Given problem 1 — In the forum thread below about capturing find output in a bash array, what was the only way the asker managed to use the output of find . -print0?
Given problem 2 — Using the forum thread below about capturing find output in a bash array, explain in one to three sentences why the asker wants to store the results of find . -print0 in a bash array.
Given problem 3 — Please continue the forum thread below about capturing find output in a bash array, starting right after its final line.

Capturing output of find . -print0 into a bash array

Question

Using find . -print0 seems to be the only safe way of obtaining a list of files in bash due to the possibility of filenames containing spaces, newlines, quotation marks etc.

However, I'm having a hard time actually making find's output useful within bash or with other command line utilities. The only way I have managed to make use of the output is by piping it to perl, and changing perl's IFS to null:

find . -print0 | perl -e '$/="\0"; @files=<>; print $#files;'

This example prints the number of files found, avoiding the danger of newlines in filenames corrupting the count, as would occur with:

find . | wc -l

As most command line programs do not support null-delimited input, I figure the best thing would be to capture the output of find . -print0 in a bash array, like I have done in the perl snippet above, and then continue with the task, whatever it may be.

How can I do this?

This doesn't work:

find . -print0 | ( IFS=$'\0' ; array=( $( cat ) ) ; echo ${#array[@]} )

A much more general question might be: How can I do useful things with lists of files in bash?

Oh, you know, the usual things arrays are useful for: finding out their size; iterating over their contents; printing them out backwards; sorting them. That kind of thing. There are a wealth of utilities in unix for doing these things with data: wc, bash's for-loops, tac and sort respectively; but these all seem useless when dealing with lists which might have spaces or newlines in them. I.e. filenames. Piping data around with null valued input-field-separators seems to be the solution, but very few utilities can handle this. — Idris
– Idris, Commented Jul 12, 2009 at 23:14
Here's an essay on how to properly handle filenames in shell, with lots of specifics: http://www.dwheeler.com/essays/filenames-in-shell.html — David A. Wheeler
– David A. Wheeler, Commented May 23, 2010 at 16:54

Gordon Davisson · Accepted Answer · 2024-02-12 18:37:02Z

113

Shamelessly stolen (with some changes) from Greg's BashFAQ:

a=()

Data supplied —
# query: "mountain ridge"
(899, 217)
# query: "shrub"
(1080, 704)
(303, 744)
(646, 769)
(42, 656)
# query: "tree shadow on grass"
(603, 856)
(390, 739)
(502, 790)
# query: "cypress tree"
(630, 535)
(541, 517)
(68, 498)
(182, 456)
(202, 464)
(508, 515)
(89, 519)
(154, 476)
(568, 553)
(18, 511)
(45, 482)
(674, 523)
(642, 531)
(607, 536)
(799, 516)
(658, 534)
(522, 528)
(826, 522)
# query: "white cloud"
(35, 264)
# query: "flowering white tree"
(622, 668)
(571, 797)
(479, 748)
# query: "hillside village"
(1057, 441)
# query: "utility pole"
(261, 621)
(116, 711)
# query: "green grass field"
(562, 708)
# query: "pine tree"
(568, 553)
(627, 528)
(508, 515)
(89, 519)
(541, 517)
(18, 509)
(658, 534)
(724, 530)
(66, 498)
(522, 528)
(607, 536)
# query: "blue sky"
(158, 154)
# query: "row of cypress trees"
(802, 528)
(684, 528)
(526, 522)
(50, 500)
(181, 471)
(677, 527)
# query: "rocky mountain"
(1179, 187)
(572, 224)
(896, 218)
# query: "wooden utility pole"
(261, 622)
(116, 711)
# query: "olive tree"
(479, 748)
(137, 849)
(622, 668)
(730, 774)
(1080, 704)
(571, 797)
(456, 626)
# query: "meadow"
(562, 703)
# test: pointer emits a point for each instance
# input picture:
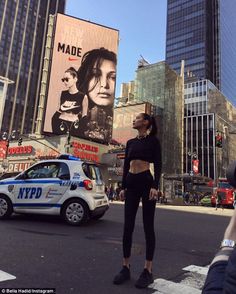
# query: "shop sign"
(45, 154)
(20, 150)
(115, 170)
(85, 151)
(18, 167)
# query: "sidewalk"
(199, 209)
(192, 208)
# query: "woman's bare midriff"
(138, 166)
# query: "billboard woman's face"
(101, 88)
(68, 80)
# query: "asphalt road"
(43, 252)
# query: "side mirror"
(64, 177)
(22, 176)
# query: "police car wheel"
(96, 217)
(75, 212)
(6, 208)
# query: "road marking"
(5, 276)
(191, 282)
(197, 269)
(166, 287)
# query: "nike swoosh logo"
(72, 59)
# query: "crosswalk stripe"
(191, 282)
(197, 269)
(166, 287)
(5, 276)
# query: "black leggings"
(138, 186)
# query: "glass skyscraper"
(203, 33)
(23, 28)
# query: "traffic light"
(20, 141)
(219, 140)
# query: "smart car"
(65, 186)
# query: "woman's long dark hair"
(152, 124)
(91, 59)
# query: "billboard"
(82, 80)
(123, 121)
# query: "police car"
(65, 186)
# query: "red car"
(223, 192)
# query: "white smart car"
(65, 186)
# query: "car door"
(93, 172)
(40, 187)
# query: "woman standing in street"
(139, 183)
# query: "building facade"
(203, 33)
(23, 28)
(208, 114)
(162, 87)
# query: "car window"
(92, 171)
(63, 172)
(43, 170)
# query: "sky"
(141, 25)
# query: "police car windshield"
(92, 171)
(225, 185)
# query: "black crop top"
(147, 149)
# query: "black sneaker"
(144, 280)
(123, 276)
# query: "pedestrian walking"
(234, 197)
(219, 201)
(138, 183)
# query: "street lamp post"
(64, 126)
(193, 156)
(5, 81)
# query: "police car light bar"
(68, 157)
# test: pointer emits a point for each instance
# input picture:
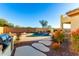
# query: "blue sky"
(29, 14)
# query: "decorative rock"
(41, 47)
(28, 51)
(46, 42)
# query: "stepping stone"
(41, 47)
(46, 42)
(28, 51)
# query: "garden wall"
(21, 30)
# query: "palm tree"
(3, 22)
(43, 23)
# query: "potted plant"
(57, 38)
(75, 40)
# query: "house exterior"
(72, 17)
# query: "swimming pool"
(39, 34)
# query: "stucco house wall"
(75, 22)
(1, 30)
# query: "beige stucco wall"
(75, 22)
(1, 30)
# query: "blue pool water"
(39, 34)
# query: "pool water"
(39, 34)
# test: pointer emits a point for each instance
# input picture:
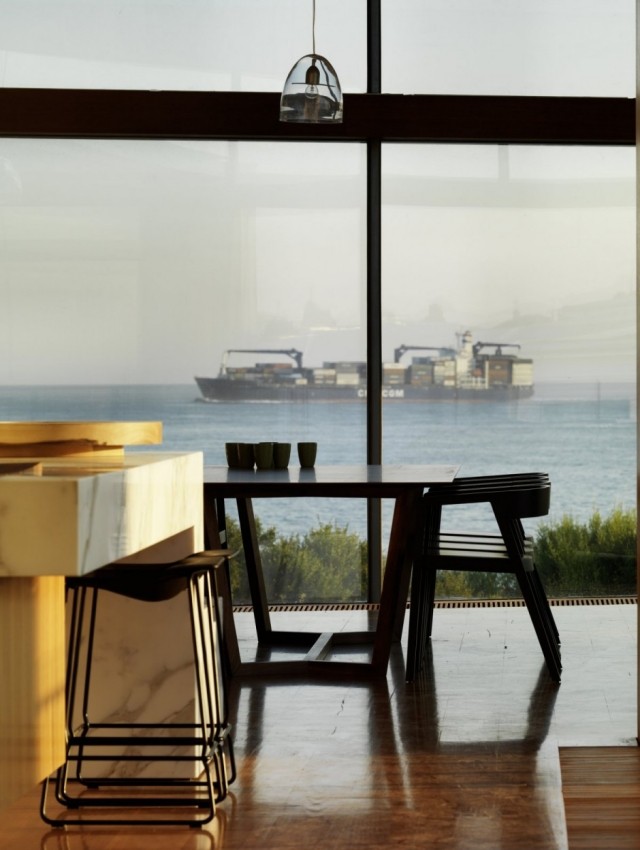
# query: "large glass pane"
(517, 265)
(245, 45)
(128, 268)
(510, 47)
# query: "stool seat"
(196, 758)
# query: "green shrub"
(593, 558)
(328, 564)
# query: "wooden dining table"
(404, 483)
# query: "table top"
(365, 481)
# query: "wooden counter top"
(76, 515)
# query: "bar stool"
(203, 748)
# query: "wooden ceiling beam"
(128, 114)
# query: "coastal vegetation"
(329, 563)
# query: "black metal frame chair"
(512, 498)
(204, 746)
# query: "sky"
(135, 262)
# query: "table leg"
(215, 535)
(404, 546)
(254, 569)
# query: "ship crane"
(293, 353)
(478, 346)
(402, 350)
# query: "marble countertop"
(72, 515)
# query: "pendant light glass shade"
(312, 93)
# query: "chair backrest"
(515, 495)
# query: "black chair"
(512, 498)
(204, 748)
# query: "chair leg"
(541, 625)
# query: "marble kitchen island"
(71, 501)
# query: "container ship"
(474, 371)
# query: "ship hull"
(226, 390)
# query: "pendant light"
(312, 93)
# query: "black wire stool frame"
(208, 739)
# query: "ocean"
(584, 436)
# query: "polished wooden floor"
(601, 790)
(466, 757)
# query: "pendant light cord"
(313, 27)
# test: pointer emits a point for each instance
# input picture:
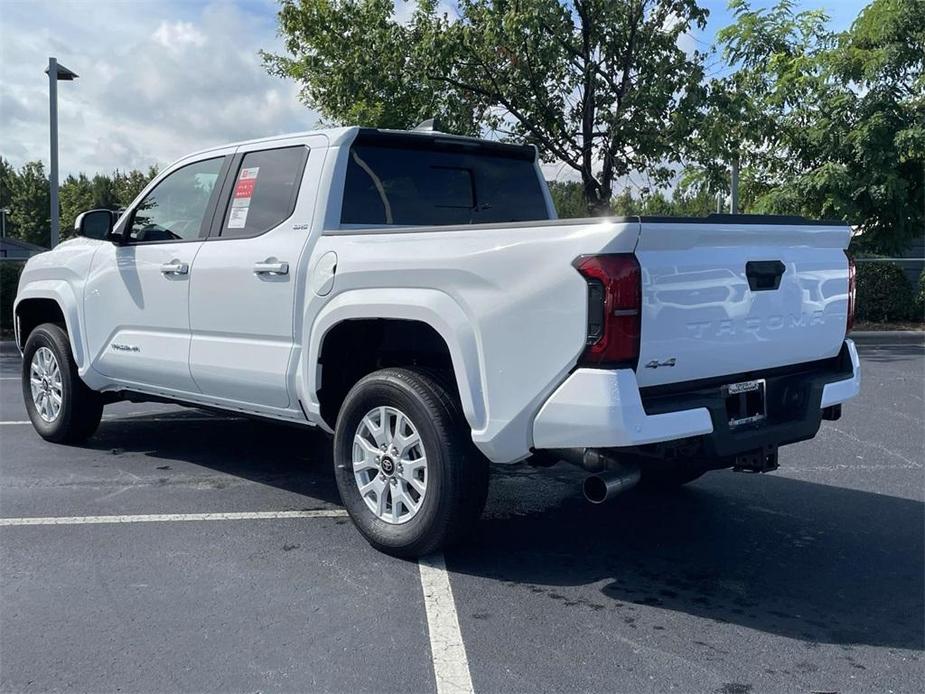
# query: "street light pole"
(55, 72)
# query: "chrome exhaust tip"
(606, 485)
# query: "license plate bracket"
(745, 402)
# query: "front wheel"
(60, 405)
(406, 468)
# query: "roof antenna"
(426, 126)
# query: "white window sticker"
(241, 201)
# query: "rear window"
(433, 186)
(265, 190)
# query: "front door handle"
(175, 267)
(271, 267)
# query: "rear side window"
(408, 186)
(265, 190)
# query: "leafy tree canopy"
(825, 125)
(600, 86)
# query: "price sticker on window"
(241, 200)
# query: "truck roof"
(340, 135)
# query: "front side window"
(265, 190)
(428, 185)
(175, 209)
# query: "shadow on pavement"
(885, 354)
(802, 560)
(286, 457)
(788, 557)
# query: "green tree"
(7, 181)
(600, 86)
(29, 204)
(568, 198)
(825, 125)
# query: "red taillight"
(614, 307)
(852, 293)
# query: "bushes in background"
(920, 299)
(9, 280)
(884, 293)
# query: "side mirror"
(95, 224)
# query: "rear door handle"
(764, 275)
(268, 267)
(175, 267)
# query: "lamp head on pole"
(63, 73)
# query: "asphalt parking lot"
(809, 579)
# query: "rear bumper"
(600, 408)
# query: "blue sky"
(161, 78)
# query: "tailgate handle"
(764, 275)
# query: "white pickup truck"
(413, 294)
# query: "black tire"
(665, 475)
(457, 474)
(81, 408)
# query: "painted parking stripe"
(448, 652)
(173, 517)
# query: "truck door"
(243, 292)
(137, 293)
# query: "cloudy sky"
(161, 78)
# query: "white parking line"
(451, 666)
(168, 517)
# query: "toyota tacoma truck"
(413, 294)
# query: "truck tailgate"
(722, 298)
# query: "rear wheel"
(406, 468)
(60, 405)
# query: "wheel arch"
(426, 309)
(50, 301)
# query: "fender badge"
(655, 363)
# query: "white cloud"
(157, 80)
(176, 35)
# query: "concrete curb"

Exercise output 1 — Piping it to perl and changing perl's IFS to null.

Exercise output 2 — Most command line programs do not support null-delimited input. Capturing the output in a bash array, as the perl snippet does, would let the asker carry on with whatever task is needed.

Exercise output 3 —
while IFS= read -r -d '' file; do
    a+=("$file")        # or however you want to process each file
done < <(find /tmp -type f -print0)

Note that the redirection construct used here (cmd1 < <(cmd2)) is similar to, but not quite the same as the more usual pipeline (cmd2 | cmd1) -- if the commands are shell builtins (e.g. while), the pipeline version executes them in subshells, and any variables they set (e.g. the array a) are lost when they exit. cmd1 < <(cmd2) only runs cmd2 in a subshell, so the array lives past its construction. Warning: this form of redirection is only available in bash, not even bash in sh-emulation mode; you must start your script with #!/bin/bash.

Also, because the file processing step (in this case, just a+=("$file"), but you might want to do something fancier directly in the loop) has its input redirected, it cannot use any commands that might read from stdin. To avoid this limitation, I tend to use:

a=()
while IFS= read -r -d '' file <&3; do
    a+=("$file")         # or however you want to process each file
done 3< <(find /tmp -type f -print0)

...which passes the file list via unit 3, rather than stdin.

edited Feb 12, 2024 at 18:37

answered Jul 13, 2009 at 17:36

Gordon Davisson

128k16 gold badges141 silver badges168 bronze badges

Sign up to request clarification or add additional context in comments.

10 Comments

Idris Over a year ago

Ahhh almost there... this is the best answer yet. However, I've just tried it on a directory containing a file with a newline in its name, and upon inspecting that element using echo ${a[1]}, the newline seems to have become a space (0x20). Any idea why this is happening?

Gordon Davisson Over a year ago

What version of bash are you running? I've had trouble with older versions (unfortunately I don't remember precisely which) not dealing with newlines and deletes (\177) in strings. IIRC, even x="$y" wouldn't always work right with these characters. I just tested with bash 2.05b.0 and 3.2.17 (the oldest and newest I have handy); both handled newlines properly, but v2.05b.0 ate the delete character.

l0b0 Over a year ago

-d '' is equivalent to -d $'\0'.

dogbane Over a year ago

An easier way to add an element to the end of an array is: arr+=("$file")

Gordon Davisson Over a year ago

@CMCDragonkai: readarray was added in bash version 4, which was barely out when I wrote this answer. And some OSes (cough macOS cough) still use bash v3, so it still isn't safe to assume readarray is available. As a result, I haven't actually done the work needed to figure out the possible gotchas with readarray and how to avoid them. If I get around to it, I'll update the answer.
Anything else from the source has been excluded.